## Document segment:
Saturday June 1st 1861

        A lovely day. Sister returned the carriage after me early this morning and I went home, found Bro. Wilson already gone to town. In the afternoon returned bringing me a letter from Pa. He spoke of the company's leaving, & that the county had promised more. He sent Bro. Wilson several Nashville papers. He and Ma were disappointed in our not coming up sooner this summer. Mr. Miller said he was coming down Monday. Would like to see him, but everything is packed up for us to leave. I have nearly finished packing my trunk. Wish he hadn't told Bro. Wilson.

Sunday June 2nd 1861

        Rather too warm. Lovely over head. The Hope threw us a paper off, containing very little news. This afternoon Mrs. Barksdale, Willie, Jennie, Josephine, Mrs. Paul, & Sallie, her daughter came up to tell us goodbye. Mr. Wm. Wheeles was also here a few moments. After they left Dr. Wilson, Sister, & myself walked to the river.

## Stated task 1:
In the diary entries, why does the writer have mixed feelings about Mr. Miller's plan to come down Monday? Explain in one to three sentences.
## Stated task 2:
According to the diary entries, what did the Hope throw off on Sunday, June 2nd?

## Information supplied:
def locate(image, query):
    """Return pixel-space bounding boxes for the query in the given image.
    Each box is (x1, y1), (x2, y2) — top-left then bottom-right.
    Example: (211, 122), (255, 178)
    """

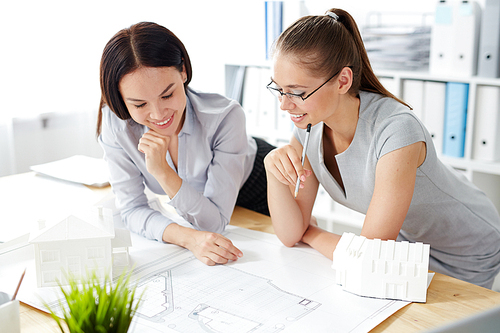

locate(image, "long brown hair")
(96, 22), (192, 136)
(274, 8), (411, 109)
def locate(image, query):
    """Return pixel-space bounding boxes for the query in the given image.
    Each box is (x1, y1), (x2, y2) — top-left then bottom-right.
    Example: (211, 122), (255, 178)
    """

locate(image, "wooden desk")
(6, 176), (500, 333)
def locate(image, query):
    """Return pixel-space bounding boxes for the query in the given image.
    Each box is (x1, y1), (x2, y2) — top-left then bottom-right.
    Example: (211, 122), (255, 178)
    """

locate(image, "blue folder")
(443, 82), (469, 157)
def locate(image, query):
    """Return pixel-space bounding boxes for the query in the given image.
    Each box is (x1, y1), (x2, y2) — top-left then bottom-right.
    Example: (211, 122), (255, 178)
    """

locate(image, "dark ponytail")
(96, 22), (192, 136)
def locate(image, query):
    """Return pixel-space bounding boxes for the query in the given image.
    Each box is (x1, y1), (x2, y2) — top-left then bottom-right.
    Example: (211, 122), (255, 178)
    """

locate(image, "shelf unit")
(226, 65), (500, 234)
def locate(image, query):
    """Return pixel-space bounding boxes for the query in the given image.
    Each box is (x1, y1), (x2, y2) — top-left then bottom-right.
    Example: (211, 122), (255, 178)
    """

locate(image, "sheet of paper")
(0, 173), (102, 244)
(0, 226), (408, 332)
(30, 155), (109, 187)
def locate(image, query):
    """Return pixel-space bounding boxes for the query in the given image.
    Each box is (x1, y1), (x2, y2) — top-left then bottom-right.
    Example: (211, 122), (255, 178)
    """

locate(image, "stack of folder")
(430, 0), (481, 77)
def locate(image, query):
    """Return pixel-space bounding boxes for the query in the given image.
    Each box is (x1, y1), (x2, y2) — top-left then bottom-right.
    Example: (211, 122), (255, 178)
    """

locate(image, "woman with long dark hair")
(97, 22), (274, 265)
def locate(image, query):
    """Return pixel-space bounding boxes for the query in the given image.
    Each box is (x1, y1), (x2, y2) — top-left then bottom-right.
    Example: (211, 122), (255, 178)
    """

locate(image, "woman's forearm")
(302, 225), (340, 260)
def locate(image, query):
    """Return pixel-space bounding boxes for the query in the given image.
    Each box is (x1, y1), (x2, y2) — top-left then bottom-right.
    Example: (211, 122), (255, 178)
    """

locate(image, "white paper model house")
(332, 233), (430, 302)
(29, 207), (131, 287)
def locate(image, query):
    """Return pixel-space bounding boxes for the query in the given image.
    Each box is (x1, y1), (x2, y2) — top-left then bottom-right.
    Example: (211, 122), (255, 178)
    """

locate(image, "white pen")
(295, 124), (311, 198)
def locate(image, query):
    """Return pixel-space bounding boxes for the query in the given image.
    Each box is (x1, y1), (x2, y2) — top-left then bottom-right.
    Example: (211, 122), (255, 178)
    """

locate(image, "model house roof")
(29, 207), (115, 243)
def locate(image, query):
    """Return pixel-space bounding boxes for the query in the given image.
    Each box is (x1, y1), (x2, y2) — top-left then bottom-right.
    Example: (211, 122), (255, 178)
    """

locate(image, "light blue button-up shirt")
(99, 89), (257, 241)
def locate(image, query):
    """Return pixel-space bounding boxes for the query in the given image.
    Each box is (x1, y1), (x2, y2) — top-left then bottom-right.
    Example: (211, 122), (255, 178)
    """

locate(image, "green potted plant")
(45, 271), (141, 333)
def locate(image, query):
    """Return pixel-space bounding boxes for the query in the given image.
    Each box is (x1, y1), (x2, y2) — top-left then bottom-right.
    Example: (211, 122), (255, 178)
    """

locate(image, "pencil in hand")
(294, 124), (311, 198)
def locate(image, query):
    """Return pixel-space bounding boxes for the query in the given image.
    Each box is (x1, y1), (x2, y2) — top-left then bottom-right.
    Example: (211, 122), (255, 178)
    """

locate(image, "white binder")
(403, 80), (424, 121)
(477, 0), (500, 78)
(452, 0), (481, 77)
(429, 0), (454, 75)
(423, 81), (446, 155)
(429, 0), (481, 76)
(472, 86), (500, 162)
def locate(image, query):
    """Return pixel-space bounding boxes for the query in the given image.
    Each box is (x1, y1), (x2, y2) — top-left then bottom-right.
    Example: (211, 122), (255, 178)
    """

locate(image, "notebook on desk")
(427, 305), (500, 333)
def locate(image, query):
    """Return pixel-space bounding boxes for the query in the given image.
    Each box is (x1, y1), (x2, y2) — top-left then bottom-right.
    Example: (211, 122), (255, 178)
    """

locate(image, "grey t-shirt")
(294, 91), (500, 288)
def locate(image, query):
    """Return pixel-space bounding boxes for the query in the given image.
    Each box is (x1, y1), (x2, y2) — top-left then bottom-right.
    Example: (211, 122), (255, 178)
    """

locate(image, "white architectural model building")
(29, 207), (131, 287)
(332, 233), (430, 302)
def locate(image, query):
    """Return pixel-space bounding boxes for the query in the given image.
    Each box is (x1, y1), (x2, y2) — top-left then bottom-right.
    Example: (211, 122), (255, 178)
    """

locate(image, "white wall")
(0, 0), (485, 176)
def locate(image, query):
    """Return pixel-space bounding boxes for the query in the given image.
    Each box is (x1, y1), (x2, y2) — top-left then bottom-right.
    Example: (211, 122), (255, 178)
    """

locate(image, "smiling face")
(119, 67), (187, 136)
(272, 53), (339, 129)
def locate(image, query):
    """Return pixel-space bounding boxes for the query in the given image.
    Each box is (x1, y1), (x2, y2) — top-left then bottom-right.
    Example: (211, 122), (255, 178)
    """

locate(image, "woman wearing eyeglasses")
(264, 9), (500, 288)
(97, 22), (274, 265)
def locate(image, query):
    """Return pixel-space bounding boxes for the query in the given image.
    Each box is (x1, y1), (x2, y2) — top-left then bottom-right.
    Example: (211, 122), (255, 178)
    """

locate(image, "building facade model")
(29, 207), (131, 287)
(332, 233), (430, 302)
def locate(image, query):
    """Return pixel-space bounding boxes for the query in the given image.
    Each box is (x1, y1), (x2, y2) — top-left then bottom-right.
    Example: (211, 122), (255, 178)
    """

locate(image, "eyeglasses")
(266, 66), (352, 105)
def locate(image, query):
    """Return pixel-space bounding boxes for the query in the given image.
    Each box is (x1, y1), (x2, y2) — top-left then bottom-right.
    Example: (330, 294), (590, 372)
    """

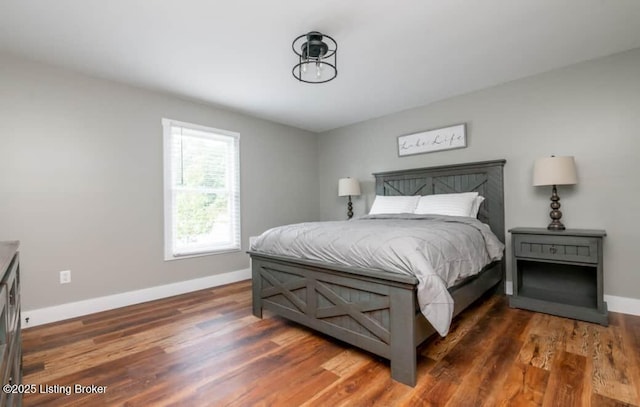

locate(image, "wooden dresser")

## Task output 1:
The writer would like to see Mr. Miller. However, everything is already packed for the household to leave.

## Task output 2:
The Hope threw off a paper that contained very little news.